- [Trecho do documento]:
A comunidade passou a interagir melhor com a empresa que, por sua vez, mostrou-se disposta a seguir as exigências sanitárias e interagir de forma sustentável com o ambiente. A pequena bacia, situada na cidade do Gama, tem 590 hectares e sofreu com a mudança em algumas décadas de pequena região de produção rural para centro urbano com crescimento desenfreado. Entre os maiores prejuízos está o local conhecido como prainha. Antes endereço de encontro e lazer dos moradores da região, que usavam as águas do Crispim para banho, tornou-se centro abandonado e ponto de consumo de drogas e violência. “É um retrato do que acontece com a ocupação mal ordenada”, indicou Glauco Kimura, da WWF. A intenção é concentrar esforços para que a comunidade tenha a força necessária de exigir mudanças do governo, tanto para a prainha quanto para toda a bacia do Crispim. “Em última análise, queremos que o projeto transforme a consciência do cidadão e as políticas públicas do estado em favor da preservação de áreas essenciais à qualidade de vida”, resumiu Kimura, que é o coordenador do projeto na WWF.
A servidora pública Marília Rabello lembra-se da época em que a prainha era local de encontro da comunidade. Residente do Gama desde os 4 anos, ela entrou em contato com o projeto Água para a Vida por meio da administração regional da cidade, onde trabalha. Ela acredita que o trabalho contribuiu para diminuir a má imagem que a fábrica tinha antes para os moradores. “Sem contar que ações como os passeios para coleta de lixo às margens do córrego congregam a comunidade”, completa. Para o médico Carlos Eduardo Reginato Sé, que tem uma propriedade rural na região do Pipiripau, perto de Planaltina, qualquer projeto, para ter força, precisa congregar produtores rurais, moradores da região e membros do governo.

- [Entradas fornecidas]:
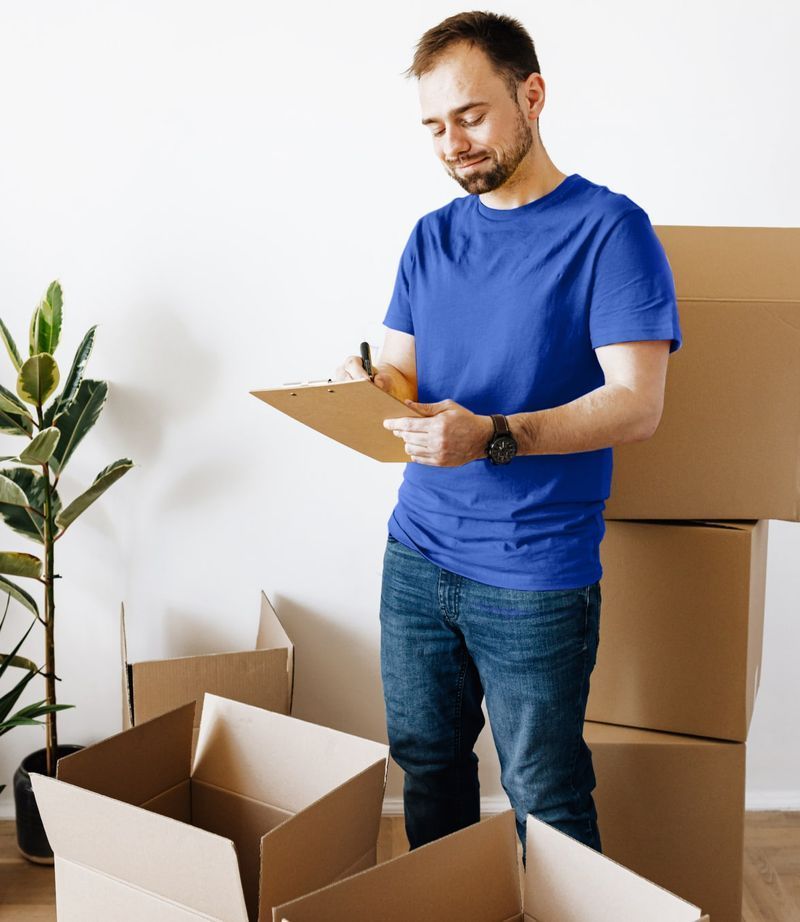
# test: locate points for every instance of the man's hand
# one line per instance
(448, 436)
(386, 377)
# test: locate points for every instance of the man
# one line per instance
(531, 322)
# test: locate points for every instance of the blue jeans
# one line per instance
(446, 641)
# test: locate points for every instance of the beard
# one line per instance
(490, 175)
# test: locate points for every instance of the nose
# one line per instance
(454, 144)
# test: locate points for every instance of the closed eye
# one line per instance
(467, 124)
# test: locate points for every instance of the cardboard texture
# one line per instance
(475, 875)
(727, 446)
(671, 808)
(349, 412)
(270, 807)
(263, 677)
(681, 626)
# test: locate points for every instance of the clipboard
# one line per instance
(350, 412)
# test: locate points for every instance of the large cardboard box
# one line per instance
(728, 445)
(263, 677)
(671, 808)
(270, 807)
(474, 875)
(681, 626)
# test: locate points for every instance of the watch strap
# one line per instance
(500, 425)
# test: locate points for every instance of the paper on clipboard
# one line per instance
(350, 412)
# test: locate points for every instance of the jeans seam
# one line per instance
(459, 720)
(585, 653)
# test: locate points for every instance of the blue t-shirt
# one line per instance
(507, 307)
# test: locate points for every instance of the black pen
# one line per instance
(366, 360)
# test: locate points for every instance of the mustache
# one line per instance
(473, 159)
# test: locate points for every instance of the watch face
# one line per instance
(503, 449)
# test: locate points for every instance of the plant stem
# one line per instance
(51, 729)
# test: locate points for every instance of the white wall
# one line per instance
(225, 189)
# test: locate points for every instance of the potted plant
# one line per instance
(31, 506)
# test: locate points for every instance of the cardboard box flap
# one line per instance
(745, 525)
(276, 759)
(127, 691)
(471, 875)
(567, 881)
(733, 263)
(271, 634)
(257, 677)
(352, 812)
(137, 764)
(172, 860)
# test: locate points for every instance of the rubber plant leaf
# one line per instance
(32, 485)
(17, 563)
(18, 593)
(73, 379)
(38, 378)
(11, 346)
(77, 419)
(101, 483)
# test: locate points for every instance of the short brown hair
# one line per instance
(504, 41)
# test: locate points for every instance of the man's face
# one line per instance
(480, 146)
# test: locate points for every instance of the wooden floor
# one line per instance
(771, 870)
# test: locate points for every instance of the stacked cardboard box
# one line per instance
(474, 875)
(684, 567)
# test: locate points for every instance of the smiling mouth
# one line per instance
(465, 166)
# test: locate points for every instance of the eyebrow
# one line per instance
(456, 111)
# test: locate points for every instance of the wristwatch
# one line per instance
(502, 446)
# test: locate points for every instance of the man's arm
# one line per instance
(397, 371)
(627, 408)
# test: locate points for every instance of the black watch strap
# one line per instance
(500, 425)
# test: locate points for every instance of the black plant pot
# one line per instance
(31, 838)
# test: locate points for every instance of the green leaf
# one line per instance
(11, 492)
(39, 450)
(11, 403)
(101, 483)
(55, 302)
(32, 484)
(18, 593)
(16, 563)
(45, 329)
(14, 416)
(77, 419)
(74, 378)
(38, 378)
(11, 346)
(16, 425)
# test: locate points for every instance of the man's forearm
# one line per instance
(401, 387)
(609, 415)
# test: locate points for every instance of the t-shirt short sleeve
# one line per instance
(398, 315)
(633, 291)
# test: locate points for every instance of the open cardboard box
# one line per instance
(671, 808)
(475, 875)
(263, 677)
(728, 444)
(682, 626)
(269, 808)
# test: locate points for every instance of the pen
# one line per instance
(366, 360)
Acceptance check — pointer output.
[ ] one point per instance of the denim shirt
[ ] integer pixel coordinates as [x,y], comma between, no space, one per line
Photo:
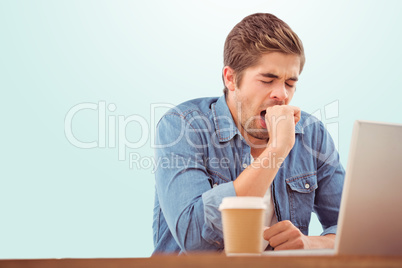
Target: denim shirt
[200,152]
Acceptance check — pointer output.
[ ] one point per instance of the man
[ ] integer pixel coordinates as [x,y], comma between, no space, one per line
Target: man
[249,142]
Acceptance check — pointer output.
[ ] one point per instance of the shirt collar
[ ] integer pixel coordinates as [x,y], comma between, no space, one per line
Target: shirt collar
[225,127]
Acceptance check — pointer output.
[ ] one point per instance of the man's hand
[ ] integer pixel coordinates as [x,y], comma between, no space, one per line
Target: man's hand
[281,121]
[284,235]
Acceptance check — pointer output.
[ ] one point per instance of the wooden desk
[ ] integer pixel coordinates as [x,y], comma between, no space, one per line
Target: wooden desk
[210,261]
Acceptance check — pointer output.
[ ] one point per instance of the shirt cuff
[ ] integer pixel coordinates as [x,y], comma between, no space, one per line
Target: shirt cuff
[330,230]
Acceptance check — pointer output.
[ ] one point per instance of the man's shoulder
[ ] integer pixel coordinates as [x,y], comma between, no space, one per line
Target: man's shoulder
[200,106]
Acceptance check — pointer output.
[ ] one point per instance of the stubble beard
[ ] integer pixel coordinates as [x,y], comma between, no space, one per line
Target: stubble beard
[251,127]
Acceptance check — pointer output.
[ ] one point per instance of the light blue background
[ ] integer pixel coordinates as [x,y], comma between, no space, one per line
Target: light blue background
[57,200]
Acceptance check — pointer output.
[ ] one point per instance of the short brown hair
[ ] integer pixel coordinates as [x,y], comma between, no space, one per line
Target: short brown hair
[255,35]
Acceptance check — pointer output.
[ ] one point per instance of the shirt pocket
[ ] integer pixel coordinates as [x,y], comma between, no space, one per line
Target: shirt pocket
[301,191]
[216,178]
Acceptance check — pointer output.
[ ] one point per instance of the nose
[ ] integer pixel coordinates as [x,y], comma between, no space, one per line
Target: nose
[279,93]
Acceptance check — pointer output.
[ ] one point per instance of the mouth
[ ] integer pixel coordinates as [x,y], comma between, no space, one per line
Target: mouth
[262,118]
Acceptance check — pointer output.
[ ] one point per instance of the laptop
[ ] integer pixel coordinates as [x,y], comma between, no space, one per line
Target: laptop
[370,217]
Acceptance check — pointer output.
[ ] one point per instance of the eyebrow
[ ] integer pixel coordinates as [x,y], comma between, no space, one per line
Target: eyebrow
[271,75]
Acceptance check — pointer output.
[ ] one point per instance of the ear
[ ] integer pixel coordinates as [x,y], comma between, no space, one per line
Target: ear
[229,78]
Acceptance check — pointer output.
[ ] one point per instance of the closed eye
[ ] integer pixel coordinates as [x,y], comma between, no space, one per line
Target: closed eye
[289,85]
[267,82]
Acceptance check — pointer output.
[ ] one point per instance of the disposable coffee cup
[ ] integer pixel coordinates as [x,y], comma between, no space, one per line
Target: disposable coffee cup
[243,222]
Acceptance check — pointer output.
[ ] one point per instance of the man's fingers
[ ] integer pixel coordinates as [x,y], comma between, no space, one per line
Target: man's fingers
[276,229]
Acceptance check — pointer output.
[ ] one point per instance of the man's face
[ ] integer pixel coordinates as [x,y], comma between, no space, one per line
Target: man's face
[271,82]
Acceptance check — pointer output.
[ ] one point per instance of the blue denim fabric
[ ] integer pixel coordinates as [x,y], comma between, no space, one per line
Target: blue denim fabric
[201,152]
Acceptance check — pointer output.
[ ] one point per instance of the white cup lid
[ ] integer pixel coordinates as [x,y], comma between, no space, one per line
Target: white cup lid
[242,202]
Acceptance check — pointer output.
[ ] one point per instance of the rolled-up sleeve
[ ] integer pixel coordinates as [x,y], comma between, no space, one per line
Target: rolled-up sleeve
[187,199]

- [Sua tarefa]: Copie fielmente a parte do texto sobre a bacia do Crispim que começa nas palavras "A servidora pública" e termina após "membros do governo.".

- [Resposta do exercício]:
A servidora pública Marília Rabello lembra-se da época em que a prainha era local de encontro da comunidade. Residente do Gama desde os 4 anos, ela entrou em contato com o projeto Água para a Vida por meio da administração regional da cidade, onde trabalha. Ela acredita que o trabalho contribuiu para diminuir a má imagem que a fábrica tinha antes para os moradores. “Sem contar que ações como os passeios para coleta de lixo às margens do córrego congregam a comunidade”, completa. Para o médico Carlos Eduardo Reginato Sé, que tem uma propriedade rural na região do Pipiripau, perto de Planaltina, qualquer projeto, para ter força, precisa congregar produtores rurais, moradores da região e membros do governo.